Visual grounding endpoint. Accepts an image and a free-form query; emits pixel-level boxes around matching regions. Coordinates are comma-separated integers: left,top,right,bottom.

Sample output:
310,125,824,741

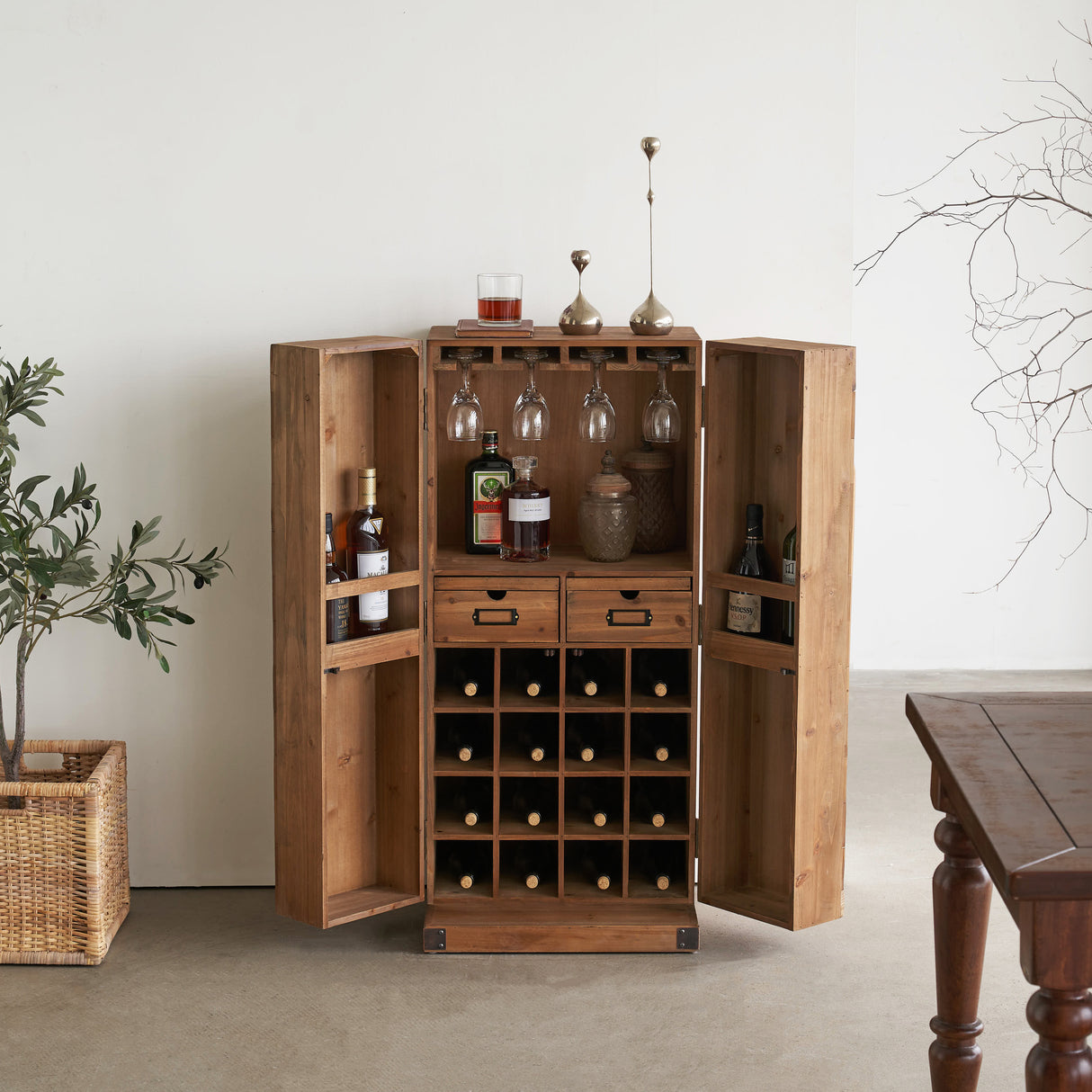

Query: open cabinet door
698,338,855,929
270,337,425,928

════════

**Exercise details**
Write out every line of the entries above word for word, leaving the picture out.

**Problem solution**
Visual grounding endpoint. Accepts an image and a free-form query; emits pixel-level boxes around matching regions. Coordinates are comma-separated integers: left,top,right,bottom.

Sample output:
310,125,824,741


Query: open cabinet door
698,338,855,929
270,337,425,928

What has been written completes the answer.